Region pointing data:
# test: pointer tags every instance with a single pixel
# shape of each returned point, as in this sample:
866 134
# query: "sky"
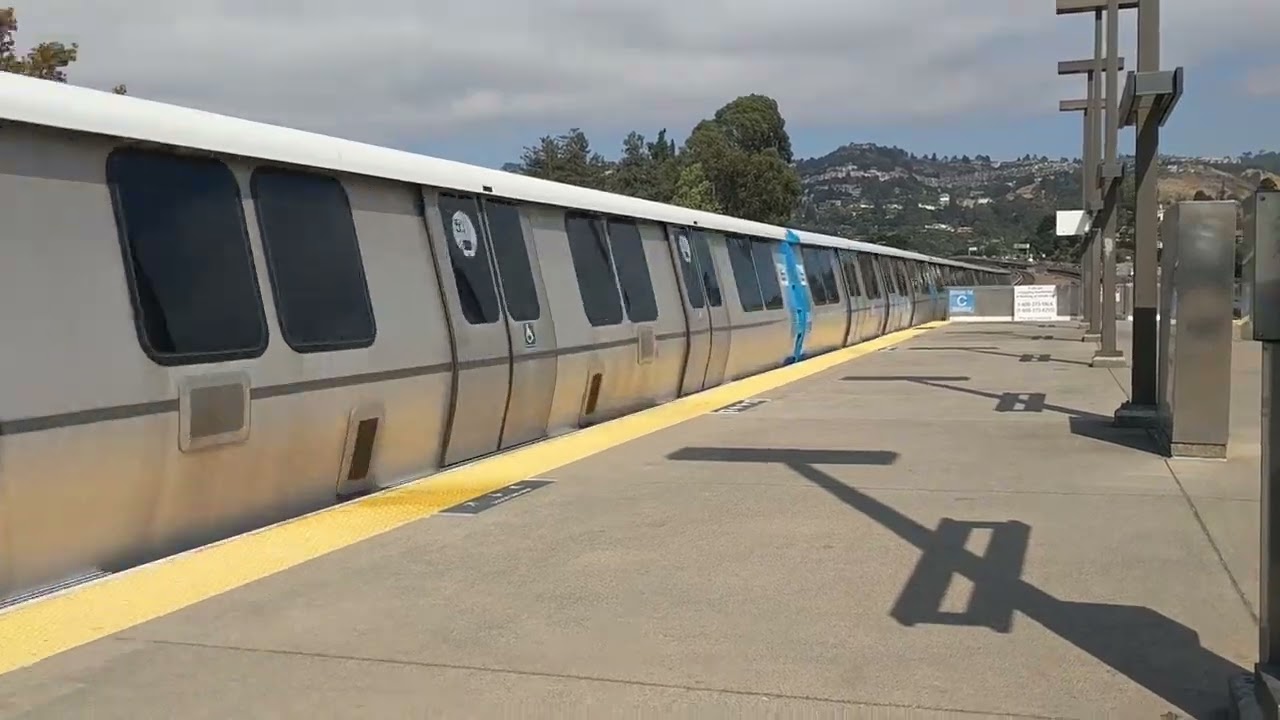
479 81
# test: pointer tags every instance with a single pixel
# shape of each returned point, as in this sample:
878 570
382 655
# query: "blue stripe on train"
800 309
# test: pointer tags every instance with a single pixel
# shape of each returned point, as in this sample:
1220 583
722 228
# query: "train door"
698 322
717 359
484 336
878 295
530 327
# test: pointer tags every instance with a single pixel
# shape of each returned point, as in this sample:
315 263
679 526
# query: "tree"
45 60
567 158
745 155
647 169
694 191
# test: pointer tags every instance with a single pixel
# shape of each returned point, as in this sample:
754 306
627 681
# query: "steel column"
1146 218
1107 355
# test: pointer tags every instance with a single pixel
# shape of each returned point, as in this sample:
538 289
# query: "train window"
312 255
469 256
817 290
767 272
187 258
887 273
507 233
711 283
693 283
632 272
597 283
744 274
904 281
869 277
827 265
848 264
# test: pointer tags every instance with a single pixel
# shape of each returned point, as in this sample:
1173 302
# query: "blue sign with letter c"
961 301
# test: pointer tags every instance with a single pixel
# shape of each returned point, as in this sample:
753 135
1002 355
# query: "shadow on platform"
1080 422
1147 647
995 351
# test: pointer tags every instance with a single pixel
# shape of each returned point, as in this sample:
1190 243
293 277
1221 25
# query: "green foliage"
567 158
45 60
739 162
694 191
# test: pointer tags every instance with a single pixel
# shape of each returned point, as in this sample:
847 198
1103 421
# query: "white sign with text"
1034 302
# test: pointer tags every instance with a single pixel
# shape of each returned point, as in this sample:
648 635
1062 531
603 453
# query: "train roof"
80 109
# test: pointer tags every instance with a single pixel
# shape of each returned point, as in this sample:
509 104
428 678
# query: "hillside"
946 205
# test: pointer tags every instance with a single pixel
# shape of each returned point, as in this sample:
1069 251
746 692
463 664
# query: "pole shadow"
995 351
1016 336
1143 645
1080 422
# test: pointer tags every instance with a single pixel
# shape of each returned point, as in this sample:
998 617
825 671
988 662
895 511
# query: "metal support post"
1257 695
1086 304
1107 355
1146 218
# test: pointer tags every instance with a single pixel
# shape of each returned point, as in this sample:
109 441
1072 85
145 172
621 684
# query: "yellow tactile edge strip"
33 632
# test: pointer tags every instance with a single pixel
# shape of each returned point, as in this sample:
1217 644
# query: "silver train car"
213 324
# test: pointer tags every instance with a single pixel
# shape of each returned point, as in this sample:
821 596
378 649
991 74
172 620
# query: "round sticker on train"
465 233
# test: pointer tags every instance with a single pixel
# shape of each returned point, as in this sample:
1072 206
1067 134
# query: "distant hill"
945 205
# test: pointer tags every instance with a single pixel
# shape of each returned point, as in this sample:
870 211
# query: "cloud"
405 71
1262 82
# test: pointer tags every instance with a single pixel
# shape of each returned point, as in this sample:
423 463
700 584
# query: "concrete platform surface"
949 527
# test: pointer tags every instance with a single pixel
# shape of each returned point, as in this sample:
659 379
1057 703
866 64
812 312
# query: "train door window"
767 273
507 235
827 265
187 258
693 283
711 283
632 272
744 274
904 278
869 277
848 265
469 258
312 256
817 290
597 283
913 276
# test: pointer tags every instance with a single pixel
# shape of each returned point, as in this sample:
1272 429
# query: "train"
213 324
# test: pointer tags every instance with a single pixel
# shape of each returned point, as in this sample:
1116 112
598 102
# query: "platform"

● **TASK REQUIREMENTS**: The data must be repeated exactly. Any pictures in it are to be left out.

● **WRITTEN REPLY**:
# test: pointer tags every instance with a single pixel
# shape of each returned point, as in this sample:
866 134
# query: "sky"
479 81
# test: pointer tags every instance with a single pixel
# shape of each returned point, as in this sample:
878 570
382 655
# query: "blue stripe on train"
800 309
# test: pointer tags every instance with a single pixel
# shape of each returned point, as in this sample:
1220 583
722 228
# query: "train door"
698 322
717 359
484 336
878 295
530 327
# test: pointer tags every instance with a single pixel
# shape of each returned point, as in this sample:
315 263
679 526
# query: "tree"
45 60
567 158
745 155
647 169
694 191
# test: pointer tags every instance with a single pixel
# shape of each returned point, as in this sample:
754 306
627 681
# query: "steel column"
1146 218
1107 355
# test: pointer tags every instance with a single pixel
# shape of each returned point, as in this sample:
538 289
# query: "train window"
312 255
469 256
817 290
767 272
187 258
887 273
507 233
711 283
693 283
632 272
597 283
744 274
904 281
869 277
827 265
848 264
# test: pointer tags every instance with a single pixel
# shape of each returned point, as in this sample:
1173 302
# query: "blue sign with letter c"
961 301
# test: pointer tags every instance with a single pixel
# shape of each returned point, as in this sample:
753 135
1002 355
# query: "shadow on platform"
1080 422
1147 647
995 351
# test: pointer tags every instance with a single pixel
# shape of each returned point, as in this sample:
1190 243
293 277
1221 25
# query: "green foliage"
567 158
45 60
739 162
694 191
# test: pointer tags every instance with a single pixel
# shape of each returned point, as in this sample:
847 198
1103 421
# query: "white sign with text"
1034 302
# test: pointer tags every instance with a single pixel
# shape of each returned point, as in this sample:
648 635
1062 531
603 453
# query: "train roof"
80 109
# test: pointer tags every instance with a single pixel
# shape of each returned point, as in this sample:
509 104
428 678
# query: "hillside"
946 205
# test: pointer tags every instance with a single pixel
# shape of each returned point, as in this sample:
1069 251
746 692
463 664
# query: "pole shadow"
995 351
1016 336
1143 645
1080 422
# test: pointer tags every instance with a single pixel
# shape of each returned point, as in this sample:
998 617
825 671
988 662
895 511
# query: "metal support post"
1257 695
1086 304
1107 355
1146 218
# test: pointer tags every instance with a single pixel
# shape of each returned point, as in this sample:
109 441
1072 85
145 172
621 684
# query: "yellow tactile edge strip"
33 632
# test: pointer tags every instance with a single pixel
# shape of each returned point, as in this sample:
1217 644
# query: "silver train car"
213 324
# test: pointer tags every instance with a single pixel
# shape of each returned point, as in this sample:
821 596
378 649
991 74
172 620
# query: "round sticker on train"
465 233
# test: pointer tags every instance with a single pixel
# shape of each returned point, as in this sample:
1072 206
1067 134
# query: "distant hill"
945 205
# test: pointer tags every instance with a single pixel
# shape of each returned point, as in this sample:
870 211
# query: "cloud"
405 71
1262 82
# test: pointer tags every instance with a single pixel
# shape of each returned point, as in this sample:
423 463
700 584
# query: "concrete platform surface"
949 527
# test: pointer tags every instance with a single pixel
# shape of each returned point, as in this sample:
659 379
1057 703
866 64
812 312
# query: "train door window"
767 273
507 235
827 265
187 258
693 283
711 283
632 272
744 274
904 278
869 277
848 265
469 258
312 256
817 290
597 283
913 276
# test: pointer tags every instance with a single pixel
# shape of each returned point, as in this sample:
1272 429
# query: "train"
213 324
# test: pointer tags every instance with a single pixel
# shape of each returned point, as in this sample:
1116 112
598 102
# query: "platform"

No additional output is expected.